◆ What is being asked: Turn the lines starting at the one that contains "Q: Put a point on each instance of the air" and ending with the last line into a numbered list, leaving out any blank lines.

(Location identification lines)

════════════════

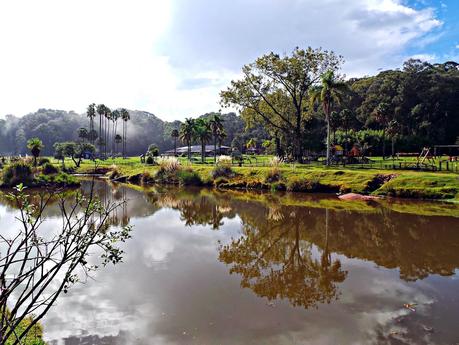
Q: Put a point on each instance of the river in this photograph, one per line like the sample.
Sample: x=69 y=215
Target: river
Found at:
x=209 y=267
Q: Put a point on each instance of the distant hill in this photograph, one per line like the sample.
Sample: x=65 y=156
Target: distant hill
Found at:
x=53 y=126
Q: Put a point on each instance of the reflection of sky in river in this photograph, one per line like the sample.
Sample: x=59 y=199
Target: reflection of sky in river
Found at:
x=172 y=289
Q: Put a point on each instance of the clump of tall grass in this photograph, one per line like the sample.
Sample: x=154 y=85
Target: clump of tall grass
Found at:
x=223 y=167
x=114 y=172
x=274 y=173
x=168 y=164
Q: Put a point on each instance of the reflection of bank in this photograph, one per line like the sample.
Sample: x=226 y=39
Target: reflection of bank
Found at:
x=276 y=261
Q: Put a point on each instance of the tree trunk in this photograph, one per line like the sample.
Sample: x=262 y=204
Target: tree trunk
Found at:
x=384 y=144
x=203 y=152
x=328 y=139
x=215 y=149
x=393 y=146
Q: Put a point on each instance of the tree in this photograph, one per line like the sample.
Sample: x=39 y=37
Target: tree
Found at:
x=175 y=135
x=274 y=90
x=35 y=145
x=187 y=132
x=39 y=265
x=118 y=141
x=329 y=91
x=91 y=114
x=216 y=126
x=153 y=150
x=75 y=151
x=101 y=110
x=83 y=134
x=221 y=135
x=125 y=116
x=116 y=114
x=383 y=116
x=203 y=133
x=251 y=143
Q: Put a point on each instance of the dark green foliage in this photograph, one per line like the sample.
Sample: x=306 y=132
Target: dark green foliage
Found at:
x=43 y=161
x=189 y=178
x=60 y=179
x=222 y=171
x=16 y=173
x=49 y=169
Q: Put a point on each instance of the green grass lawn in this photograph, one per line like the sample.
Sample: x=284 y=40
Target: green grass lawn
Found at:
x=405 y=183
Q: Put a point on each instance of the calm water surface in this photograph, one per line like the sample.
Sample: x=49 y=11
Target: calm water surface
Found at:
x=209 y=267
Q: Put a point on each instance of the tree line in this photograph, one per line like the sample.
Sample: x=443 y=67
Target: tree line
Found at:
x=290 y=105
x=304 y=104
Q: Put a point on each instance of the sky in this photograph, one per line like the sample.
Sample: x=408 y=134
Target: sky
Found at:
x=173 y=57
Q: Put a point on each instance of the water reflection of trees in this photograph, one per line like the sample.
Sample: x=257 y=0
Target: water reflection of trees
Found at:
x=416 y=245
x=275 y=260
x=197 y=208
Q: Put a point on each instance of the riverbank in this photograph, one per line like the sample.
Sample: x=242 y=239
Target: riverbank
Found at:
x=294 y=178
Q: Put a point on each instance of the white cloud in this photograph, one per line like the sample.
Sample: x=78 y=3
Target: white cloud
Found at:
x=172 y=57
x=424 y=57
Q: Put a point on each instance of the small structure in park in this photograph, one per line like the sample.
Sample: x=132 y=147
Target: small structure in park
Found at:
x=196 y=149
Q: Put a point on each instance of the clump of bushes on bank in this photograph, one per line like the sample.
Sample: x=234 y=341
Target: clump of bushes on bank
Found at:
x=21 y=171
x=189 y=177
x=49 y=169
x=274 y=173
x=223 y=168
x=309 y=186
x=16 y=173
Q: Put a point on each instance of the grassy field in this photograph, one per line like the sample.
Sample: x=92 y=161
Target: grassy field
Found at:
x=300 y=177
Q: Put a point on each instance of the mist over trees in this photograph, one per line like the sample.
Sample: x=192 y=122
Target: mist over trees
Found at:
x=403 y=109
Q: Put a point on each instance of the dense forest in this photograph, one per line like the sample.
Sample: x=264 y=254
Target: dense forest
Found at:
x=411 y=107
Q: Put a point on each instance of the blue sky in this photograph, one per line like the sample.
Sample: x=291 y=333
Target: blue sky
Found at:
x=445 y=39
x=173 y=57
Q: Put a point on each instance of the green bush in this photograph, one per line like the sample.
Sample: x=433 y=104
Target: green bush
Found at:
x=189 y=178
x=16 y=173
x=49 y=169
x=43 y=161
x=61 y=180
x=150 y=160
x=304 y=185
x=222 y=171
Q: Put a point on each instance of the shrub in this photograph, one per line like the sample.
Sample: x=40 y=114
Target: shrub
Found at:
x=114 y=172
x=49 y=169
x=274 y=174
x=61 y=179
x=16 y=173
x=222 y=171
x=224 y=161
x=146 y=178
x=168 y=164
x=43 y=161
x=189 y=178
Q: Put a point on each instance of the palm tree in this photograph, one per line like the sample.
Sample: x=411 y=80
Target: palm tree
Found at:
x=382 y=116
x=187 y=131
x=35 y=145
x=330 y=91
x=83 y=134
x=216 y=126
x=175 y=134
x=91 y=114
x=101 y=109
x=221 y=135
x=115 y=116
x=108 y=117
x=203 y=133
x=125 y=116
x=118 y=141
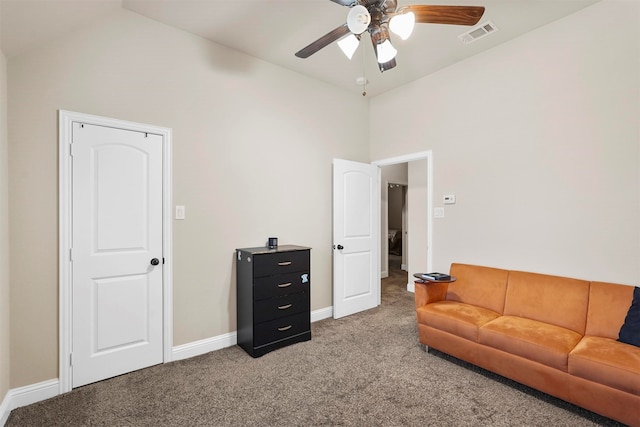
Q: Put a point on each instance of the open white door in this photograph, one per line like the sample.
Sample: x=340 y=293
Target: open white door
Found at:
x=356 y=227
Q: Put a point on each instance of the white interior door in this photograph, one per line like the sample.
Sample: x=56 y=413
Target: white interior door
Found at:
x=117 y=258
x=356 y=240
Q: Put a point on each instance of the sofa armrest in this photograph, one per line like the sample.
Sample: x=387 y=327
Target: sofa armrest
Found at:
x=426 y=293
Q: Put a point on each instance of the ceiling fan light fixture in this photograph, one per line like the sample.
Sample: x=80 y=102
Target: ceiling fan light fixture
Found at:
x=349 y=44
x=403 y=24
x=385 y=52
x=358 y=19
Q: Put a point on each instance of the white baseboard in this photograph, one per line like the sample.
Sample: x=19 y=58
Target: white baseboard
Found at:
x=34 y=393
x=207 y=345
x=27 y=395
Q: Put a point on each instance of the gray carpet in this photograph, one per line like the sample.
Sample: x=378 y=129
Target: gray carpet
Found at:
x=364 y=370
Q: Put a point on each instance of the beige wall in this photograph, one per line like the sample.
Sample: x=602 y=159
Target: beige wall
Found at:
x=539 y=139
x=252 y=151
x=417 y=248
x=4 y=236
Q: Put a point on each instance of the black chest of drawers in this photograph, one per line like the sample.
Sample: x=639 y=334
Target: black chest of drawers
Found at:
x=273 y=293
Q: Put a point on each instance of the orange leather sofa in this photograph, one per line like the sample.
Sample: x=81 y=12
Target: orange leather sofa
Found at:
x=555 y=334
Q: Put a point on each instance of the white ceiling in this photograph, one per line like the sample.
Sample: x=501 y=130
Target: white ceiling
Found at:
x=274 y=30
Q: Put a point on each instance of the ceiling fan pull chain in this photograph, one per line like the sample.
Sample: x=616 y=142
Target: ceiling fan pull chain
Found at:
x=364 y=73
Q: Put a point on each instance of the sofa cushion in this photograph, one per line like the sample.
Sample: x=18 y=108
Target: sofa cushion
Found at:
x=630 y=331
x=455 y=317
x=607 y=361
x=541 y=342
x=477 y=285
x=608 y=305
x=559 y=301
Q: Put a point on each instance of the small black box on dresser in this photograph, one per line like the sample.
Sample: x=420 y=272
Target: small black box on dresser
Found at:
x=273 y=297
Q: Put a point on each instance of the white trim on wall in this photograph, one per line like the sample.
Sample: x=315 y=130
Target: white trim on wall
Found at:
x=64 y=148
x=428 y=156
x=27 y=395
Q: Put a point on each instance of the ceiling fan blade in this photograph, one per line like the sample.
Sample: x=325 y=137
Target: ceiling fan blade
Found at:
x=323 y=41
x=387 y=65
x=454 y=15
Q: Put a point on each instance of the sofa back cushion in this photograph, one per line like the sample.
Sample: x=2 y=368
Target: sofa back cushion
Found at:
x=477 y=285
x=559 y=301
x=608 y=306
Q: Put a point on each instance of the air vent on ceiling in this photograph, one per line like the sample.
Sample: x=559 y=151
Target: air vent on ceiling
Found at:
x=478 y=32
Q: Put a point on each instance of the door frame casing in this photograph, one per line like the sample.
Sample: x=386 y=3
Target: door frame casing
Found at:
x=65 y=120
x=428 y=156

════════════════

◆ Answer:
1. Q: Put a point on each instance of the air vent on ceiling in this photograph, one per line like the sample.
2. Sample: x=559 y=151
3. Target: air vent on ceiling
4. Found at:
5. x=478 y=32
6. Q: Put a point on each instance of the door frame casing in this photograph, one per line like the sample.
7. Sample: x=386 y=3
8. Target: door frame casing
9. Found at:
10. x=65 y=120
11. x=428 y=156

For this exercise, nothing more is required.